(Provided data begins)

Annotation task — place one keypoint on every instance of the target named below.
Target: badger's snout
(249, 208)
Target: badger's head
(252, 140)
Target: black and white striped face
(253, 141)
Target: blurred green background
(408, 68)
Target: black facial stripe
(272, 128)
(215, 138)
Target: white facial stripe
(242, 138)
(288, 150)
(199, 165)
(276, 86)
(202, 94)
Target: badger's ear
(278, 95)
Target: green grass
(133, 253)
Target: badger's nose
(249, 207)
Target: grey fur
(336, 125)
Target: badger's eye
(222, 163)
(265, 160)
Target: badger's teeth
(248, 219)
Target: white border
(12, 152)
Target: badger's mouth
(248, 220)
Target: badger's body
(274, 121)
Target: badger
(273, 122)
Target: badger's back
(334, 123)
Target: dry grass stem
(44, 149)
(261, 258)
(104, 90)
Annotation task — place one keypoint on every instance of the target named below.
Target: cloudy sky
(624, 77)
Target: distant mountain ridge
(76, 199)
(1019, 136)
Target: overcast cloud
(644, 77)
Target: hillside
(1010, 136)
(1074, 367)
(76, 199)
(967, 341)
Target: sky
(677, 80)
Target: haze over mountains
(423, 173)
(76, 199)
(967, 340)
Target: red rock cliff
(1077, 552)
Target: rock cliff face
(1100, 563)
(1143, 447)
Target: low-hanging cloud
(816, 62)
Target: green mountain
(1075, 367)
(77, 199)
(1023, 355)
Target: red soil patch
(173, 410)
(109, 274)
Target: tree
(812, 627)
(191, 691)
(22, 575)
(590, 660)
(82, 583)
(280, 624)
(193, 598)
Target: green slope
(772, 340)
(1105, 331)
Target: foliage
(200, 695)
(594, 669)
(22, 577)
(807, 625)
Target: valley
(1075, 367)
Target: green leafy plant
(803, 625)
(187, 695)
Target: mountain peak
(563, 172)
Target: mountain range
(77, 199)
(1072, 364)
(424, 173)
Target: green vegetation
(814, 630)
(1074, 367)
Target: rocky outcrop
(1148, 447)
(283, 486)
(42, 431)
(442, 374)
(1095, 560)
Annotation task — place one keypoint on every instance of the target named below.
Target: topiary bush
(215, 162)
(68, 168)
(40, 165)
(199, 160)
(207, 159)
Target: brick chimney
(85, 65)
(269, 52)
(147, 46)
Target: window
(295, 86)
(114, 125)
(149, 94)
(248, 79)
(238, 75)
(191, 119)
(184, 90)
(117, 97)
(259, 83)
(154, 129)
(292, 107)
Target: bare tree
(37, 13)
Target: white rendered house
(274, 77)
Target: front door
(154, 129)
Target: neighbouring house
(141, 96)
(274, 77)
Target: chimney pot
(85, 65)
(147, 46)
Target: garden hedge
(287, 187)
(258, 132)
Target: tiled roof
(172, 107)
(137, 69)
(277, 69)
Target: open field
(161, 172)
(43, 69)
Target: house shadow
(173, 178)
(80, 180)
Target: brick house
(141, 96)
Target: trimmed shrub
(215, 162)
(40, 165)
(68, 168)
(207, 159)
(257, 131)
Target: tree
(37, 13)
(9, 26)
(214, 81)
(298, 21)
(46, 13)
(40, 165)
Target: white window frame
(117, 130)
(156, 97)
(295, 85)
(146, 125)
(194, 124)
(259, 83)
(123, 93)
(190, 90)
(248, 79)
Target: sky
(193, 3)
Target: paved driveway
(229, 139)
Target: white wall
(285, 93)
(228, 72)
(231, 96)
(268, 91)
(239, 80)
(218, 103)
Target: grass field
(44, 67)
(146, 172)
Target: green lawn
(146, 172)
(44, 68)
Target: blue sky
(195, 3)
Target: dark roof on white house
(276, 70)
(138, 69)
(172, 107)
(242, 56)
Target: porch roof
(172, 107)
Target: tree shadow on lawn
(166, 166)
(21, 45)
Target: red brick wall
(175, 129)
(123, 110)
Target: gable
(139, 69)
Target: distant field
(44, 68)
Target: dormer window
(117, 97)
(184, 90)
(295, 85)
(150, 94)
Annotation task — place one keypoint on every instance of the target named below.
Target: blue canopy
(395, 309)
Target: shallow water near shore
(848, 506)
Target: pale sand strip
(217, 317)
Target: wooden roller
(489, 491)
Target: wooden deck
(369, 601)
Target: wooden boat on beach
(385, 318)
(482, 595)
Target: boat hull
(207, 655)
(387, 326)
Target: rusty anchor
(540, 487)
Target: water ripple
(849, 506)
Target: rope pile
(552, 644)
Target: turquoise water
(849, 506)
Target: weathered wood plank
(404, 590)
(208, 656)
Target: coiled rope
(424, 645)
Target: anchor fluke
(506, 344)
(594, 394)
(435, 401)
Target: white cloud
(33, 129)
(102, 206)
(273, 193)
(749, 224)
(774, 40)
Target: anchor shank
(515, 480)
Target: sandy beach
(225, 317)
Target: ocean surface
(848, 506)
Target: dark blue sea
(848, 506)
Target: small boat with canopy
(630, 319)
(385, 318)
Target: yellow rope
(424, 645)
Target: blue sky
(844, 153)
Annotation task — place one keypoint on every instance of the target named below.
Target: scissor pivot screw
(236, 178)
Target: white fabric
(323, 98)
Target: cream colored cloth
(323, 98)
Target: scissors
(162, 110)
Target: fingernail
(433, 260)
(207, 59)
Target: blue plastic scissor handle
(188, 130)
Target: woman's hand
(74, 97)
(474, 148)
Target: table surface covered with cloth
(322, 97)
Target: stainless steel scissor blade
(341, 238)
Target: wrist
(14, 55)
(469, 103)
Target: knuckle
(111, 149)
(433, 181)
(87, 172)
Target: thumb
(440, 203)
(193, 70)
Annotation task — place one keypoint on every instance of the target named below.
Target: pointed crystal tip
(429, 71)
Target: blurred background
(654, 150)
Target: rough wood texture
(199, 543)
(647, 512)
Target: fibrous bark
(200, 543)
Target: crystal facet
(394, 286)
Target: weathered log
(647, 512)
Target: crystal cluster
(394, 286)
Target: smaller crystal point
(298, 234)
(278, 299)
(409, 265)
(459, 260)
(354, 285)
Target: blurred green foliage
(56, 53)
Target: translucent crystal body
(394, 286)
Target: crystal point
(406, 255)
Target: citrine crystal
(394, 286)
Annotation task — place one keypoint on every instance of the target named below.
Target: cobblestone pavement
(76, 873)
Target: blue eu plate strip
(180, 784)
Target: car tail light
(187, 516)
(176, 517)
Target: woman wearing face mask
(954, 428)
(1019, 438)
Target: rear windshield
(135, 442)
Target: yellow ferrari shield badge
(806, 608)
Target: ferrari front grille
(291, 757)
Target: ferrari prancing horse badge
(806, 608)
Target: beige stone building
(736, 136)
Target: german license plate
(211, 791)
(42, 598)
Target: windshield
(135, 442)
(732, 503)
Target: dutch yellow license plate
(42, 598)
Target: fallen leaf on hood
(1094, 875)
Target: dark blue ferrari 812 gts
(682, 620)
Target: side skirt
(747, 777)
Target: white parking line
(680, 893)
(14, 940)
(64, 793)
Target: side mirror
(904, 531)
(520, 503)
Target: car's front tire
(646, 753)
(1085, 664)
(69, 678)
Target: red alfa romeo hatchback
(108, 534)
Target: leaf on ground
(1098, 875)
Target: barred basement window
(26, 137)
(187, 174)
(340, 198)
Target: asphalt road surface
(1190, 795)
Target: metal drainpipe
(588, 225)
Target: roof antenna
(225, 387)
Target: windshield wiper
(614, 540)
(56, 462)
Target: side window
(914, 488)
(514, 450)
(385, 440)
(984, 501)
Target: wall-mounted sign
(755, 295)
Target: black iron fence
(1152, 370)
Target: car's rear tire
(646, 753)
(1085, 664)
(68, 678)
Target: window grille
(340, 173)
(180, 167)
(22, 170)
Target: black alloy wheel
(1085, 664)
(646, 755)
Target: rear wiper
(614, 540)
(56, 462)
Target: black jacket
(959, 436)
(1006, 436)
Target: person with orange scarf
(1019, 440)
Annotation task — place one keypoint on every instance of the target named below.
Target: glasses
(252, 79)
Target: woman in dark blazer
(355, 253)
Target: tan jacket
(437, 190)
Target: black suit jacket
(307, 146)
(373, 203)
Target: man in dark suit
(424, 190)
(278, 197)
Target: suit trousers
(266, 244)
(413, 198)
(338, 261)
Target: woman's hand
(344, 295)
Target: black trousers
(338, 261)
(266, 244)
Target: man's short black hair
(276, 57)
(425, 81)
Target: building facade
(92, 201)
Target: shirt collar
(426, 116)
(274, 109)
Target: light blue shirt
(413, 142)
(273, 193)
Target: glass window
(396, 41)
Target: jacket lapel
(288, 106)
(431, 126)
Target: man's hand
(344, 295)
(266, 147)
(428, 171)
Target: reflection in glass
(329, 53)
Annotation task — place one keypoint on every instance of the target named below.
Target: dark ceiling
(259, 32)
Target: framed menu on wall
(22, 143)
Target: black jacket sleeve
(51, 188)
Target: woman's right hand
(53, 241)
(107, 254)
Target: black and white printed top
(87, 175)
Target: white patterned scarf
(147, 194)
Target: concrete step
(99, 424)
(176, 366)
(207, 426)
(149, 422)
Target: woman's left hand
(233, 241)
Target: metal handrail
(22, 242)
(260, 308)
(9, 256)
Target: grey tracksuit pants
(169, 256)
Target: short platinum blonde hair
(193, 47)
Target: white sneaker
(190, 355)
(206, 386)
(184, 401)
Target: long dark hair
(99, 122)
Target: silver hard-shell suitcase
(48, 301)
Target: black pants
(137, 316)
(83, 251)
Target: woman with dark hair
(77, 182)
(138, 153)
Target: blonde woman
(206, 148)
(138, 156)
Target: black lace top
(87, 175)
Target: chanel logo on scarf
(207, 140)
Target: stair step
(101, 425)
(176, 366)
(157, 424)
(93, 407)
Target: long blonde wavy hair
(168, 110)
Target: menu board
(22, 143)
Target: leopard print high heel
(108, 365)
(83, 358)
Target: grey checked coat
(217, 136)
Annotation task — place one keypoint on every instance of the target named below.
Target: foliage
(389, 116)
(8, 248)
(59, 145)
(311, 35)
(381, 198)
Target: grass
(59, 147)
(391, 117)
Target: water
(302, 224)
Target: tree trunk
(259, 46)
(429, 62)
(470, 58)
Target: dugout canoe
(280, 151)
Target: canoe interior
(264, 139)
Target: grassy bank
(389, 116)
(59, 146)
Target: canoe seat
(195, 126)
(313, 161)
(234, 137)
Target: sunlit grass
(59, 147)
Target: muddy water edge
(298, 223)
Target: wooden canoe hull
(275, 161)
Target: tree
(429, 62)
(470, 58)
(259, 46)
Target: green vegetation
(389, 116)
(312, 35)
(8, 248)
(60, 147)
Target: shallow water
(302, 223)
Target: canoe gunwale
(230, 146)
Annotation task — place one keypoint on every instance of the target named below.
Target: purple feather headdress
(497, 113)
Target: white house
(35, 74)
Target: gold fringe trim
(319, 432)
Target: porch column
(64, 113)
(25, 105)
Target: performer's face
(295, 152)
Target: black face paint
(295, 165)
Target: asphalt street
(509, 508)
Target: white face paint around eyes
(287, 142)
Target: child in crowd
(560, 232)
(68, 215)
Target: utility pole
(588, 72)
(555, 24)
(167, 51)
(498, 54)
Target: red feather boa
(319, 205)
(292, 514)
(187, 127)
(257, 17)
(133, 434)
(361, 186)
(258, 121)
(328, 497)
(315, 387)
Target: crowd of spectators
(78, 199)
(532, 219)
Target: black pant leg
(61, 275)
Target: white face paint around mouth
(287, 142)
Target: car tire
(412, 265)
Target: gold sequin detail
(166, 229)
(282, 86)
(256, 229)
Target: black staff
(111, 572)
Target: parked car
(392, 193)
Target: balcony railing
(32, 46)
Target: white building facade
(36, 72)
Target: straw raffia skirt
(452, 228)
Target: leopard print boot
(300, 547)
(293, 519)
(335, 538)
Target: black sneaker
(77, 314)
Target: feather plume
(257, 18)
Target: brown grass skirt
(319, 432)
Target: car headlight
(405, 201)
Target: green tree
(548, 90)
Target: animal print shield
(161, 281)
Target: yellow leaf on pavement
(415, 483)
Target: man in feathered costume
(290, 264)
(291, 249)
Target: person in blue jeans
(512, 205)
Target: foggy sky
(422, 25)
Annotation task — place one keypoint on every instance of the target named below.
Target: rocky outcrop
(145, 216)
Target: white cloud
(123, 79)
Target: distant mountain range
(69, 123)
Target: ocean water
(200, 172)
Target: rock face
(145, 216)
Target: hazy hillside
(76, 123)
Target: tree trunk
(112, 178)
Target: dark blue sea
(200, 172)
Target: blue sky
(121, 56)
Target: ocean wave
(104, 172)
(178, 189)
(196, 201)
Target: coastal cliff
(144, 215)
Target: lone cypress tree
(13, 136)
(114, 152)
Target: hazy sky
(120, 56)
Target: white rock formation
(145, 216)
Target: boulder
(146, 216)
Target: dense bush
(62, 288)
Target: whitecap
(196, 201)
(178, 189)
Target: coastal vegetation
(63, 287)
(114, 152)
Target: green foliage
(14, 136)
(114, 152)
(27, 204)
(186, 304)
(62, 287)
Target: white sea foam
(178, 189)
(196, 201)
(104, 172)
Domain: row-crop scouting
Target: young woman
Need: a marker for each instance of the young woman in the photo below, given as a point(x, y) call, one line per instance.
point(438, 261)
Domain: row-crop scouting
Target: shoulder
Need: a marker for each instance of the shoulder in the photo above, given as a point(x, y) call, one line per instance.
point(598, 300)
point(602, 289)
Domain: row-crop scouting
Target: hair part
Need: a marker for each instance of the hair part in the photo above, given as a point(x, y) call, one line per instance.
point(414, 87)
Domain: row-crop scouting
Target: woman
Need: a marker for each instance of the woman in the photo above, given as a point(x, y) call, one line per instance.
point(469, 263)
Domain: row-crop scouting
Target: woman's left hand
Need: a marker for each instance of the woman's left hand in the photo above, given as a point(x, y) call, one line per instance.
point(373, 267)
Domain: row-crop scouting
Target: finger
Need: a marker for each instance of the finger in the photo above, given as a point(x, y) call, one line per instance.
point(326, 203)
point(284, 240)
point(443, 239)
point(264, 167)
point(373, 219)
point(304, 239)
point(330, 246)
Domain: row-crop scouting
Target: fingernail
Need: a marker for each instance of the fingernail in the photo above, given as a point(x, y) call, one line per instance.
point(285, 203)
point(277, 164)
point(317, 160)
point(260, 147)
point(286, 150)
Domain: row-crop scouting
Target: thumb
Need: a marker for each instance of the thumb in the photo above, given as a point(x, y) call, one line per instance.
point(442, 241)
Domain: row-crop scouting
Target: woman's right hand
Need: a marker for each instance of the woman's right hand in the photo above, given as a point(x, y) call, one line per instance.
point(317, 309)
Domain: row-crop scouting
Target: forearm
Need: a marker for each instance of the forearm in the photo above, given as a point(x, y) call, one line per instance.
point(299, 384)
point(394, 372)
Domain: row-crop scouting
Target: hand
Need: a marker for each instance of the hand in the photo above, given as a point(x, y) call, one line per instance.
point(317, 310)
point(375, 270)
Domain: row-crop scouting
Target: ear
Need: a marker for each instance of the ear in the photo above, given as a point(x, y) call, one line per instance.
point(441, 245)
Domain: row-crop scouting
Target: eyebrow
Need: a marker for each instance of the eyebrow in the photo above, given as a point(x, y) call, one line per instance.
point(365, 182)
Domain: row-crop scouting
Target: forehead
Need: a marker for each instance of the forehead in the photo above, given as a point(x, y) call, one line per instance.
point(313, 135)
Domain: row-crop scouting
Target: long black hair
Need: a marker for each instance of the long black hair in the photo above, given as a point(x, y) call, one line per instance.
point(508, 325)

(Provided data ends)

_The problem_: Within the material above, copy exactly the lines from the line that holds "Need: a marker for each instance of the woman's right" up to and including the line that holds "Target: long black hair".

_Task answer_:
Need: a marker for each instance of the woman's right hand in the photo above, given as a point(x, y) call, one line per instance.
point(317, 309)
Domain: row-crop scouting
Target: forearm
Need: a marker for each instance of the forearm in the photo above, given as a point(x, y) call, one line per instance.
point(299, 384)
point(394, 372)
Domain: row-crop scouting
Target: hand
Need: a marker for each instance of the hand in the photo above, given as a point(x, y) call, one line per instance.
point(317, 310)
point(375, 270)
Domain: row-crop scouting
Target: ear
Need: a marker for each instance of the ear in the photo above, given as a point(x, y) call, one line per instance.
point(441, 245)
Domain: row-crop scouting
Target: eyebrow
Need: a marker for each instance of the eyebrow in the photo above, given as a point(x, y) call, one line per instance.
point(365, 182)
Domain: row-crop scouting
Target: forehead
Need: a marker for each instance of the forehead in the photo above, given as a point(x, y) call, one line per instance.
point(313, 135)
Domain: row-crop scouting
Target: long black hair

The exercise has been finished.